Data for the task Start Marker

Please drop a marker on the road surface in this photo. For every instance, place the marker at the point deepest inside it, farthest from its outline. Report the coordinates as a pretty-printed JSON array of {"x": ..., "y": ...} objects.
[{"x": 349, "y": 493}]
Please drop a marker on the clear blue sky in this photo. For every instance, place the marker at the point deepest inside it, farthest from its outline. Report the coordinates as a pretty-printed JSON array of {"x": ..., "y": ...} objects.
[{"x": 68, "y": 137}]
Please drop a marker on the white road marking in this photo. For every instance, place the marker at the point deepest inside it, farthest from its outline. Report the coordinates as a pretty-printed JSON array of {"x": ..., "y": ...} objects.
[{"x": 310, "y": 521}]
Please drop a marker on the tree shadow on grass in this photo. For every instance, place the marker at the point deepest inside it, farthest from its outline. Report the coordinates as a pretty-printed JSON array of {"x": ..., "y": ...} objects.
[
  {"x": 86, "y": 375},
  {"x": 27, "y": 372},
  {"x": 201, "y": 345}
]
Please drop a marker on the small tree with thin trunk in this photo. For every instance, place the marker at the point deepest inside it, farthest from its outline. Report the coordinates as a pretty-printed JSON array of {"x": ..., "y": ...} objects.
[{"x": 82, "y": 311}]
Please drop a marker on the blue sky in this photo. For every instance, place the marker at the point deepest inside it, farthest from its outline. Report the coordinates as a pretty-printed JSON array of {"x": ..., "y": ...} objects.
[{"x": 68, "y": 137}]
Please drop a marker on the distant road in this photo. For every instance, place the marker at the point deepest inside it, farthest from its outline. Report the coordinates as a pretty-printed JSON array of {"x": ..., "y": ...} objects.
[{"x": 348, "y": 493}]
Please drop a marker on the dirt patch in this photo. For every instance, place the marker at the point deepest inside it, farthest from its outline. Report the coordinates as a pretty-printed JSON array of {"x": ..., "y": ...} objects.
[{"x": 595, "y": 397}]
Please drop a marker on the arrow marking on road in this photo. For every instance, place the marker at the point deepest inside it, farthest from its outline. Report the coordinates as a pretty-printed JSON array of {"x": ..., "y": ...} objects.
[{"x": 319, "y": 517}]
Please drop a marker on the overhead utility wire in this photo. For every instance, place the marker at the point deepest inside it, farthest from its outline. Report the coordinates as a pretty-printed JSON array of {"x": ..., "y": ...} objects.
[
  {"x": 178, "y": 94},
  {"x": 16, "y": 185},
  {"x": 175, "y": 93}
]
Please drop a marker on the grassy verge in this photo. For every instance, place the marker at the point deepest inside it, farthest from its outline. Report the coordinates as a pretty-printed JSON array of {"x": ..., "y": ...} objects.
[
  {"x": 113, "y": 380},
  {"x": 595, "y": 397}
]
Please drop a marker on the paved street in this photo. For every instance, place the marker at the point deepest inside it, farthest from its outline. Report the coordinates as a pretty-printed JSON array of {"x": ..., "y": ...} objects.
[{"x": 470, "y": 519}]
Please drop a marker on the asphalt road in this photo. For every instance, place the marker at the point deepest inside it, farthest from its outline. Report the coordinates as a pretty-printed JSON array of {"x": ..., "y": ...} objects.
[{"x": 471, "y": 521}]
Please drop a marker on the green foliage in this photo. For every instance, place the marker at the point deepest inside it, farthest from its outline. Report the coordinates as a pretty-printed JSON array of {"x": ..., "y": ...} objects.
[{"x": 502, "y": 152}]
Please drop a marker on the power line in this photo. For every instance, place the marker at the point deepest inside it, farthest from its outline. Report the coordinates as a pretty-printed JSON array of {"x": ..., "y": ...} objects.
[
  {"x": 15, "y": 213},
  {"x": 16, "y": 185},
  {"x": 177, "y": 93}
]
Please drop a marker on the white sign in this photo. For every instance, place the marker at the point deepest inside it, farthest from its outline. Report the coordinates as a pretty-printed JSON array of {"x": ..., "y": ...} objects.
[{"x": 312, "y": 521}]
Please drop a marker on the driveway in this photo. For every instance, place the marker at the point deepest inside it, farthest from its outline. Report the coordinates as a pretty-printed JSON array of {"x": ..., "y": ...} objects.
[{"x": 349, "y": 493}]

Data for the task End Marker

→ Work instructions:
Using the data above, reproduce every line exactly.

→ Exercise answer:
Please drop a marker on the road surface in this photo. For every instance, place the marker at the point deepest inside it, farthest from its outline. Report the coordinates as a pretty-printed JSON array of {"x": ..., "y": ...} objects.
[{"x": 349, "y": 493}]
Please drop a marker on the clear blue sky in this photo. For every instance, place the marker at the point deepest inside it, farthest from its outline. Report the coordinates as a pretty-printed JSON array of {"x": ..., "y": ...} objects.
[{"x": 68, "y": 137}]
Please drop a marker on the white road marking in this photo. For every instance, place the marker at the point deepest inside it, farthest from its outline. Report the coordinates as a pretty-printed JSON array of {"x": ..., "y": ...} objects.
[{"x": 310, "y": 521}]
Please drop a marker on the tree shadow on grass in this photo. For every instance, place the marker at the point deepest inside it, farthest from its outline. Report the coordinates as a pretty-printed JSON array of {"x": ..., "y": ...} objects.
[
  {"x": 86, "y": 375},
  {"x": 27, "y": 372},
  {"x": 201, "y": 345}
]
Please drop a marker on the small tree with thin trunk in this photo. For every instance, place the marker at the point deepest inside it, farthest from its outline. Report the coordinates as a pretty-printed JSON array of {"x": ..., "y": ...} objects.
[{"x": 82, "y": 311}]
Please drop a marker on the blue sky in this photo. For every instance, place the marker at the point deepest inside it, farthest from its outline. Report the coordinates as a pretty-printed JSON array of {"x": ..., "y": ...} objects.
[{"x": 68, "y": 137}]
Please drop a marker on the distant road in this photo. For every instance, place the marker at the point deepest inside it, farthest from its outline. Report the coordinates as a pretty-printed JSON array of {"x": ..., "y": ...} objects.
[{"x": 348, "y": 493}]
Please drop a marker on the dirt patch in this photo. For every instance, place the marker at the point deepest inside it, farthest from its outline. Report the coordinates as a pretty-printed JSON array of {"x": ..., "y": ...} objects.
[{"x": 595, "y": 397}]
Please drop a marker on the arrow marking on road in this photo. For every instance, place the marker at the point deepest inside it, farthest from its outline. Report the coordinates as a pretty-printed JSON array of {"x": ..., "y": ...} objects.
[{"x": 319, "y": 517}]
Please drop a marker on the overhead utility wire in this photo. For every instance, place the marker at the point deepest inside it, farthest from its outline. Report the coordinates as a pretty-printed JSON array of {"x": ..., "y": ...} objects.
[
  {"x": 178, "y": 94},
  {"x": 16, "y": 185},
  {"x": 175, "y": 93}
]
Please drop a marker on the grassy verge in this photo. For every instance, place the marker at the point deepest inside it, farthest from its outline. Report the coordinates as a pretty-printed JSON array of {"x": ..., "y": ...} objects.
[
  {"x": 113, "y": 380},
  {"x": 595, "y": 397}
]
Please drop a marker on the paved street in this photo. For every instance, place the marker at the point deepest inside it, farthest from its outline. Report the coordinates as a pretty-printed JSON array of {"x": ..., "y": ...} objects.
[{"x": 470, "y": 519}]
Please drop a marker on the asphalt road in this photo. For every instance, place the marker at the point deepest inside it, farthest from its outline. Report the coordinates as a pretty-printed JSON array of {"x": ..., "y": ...} objects.
[{"x": 471, "y": 521}]
Please drop a marker on the green foliage in this photo. For every instance, place the marker at the point deepest inside it, farthest from its outline. Report the coordinates as a pretty-printed JSON array of {"x": ..., "y": ...} objects.
[{"x": 502, "y": 152}]
Please drop a marker on the power line in this photo. For every instance, place the marker at the point deepest inside it, farthest from its outline. Report the coordinates as a pretty-printed JSON array of {"x": ..., "y": ...} objects.
[
  {"x": 15, "y": 213},
  {"x": 16, "y": 185},
  {"x": 177, "y": 93}
]
Please drop a marker on the white sign in this photo. For every instance, place the marker at the point deepest inside it, farthest from its outline. Report the coordinates as a pretty-printed JSON array of {"x": ..., "y": ...} objects.
[{"x": 312, "y": 521}]
Please drop a marker on the driveway in this photo. For every instance, place the marker at the point deepest inside it, farthest from its outline. Report the coordinates as a pretty-printed JSON array of {"x": ..., "y": ...} objects.
[{"x": 349, "y": 493}]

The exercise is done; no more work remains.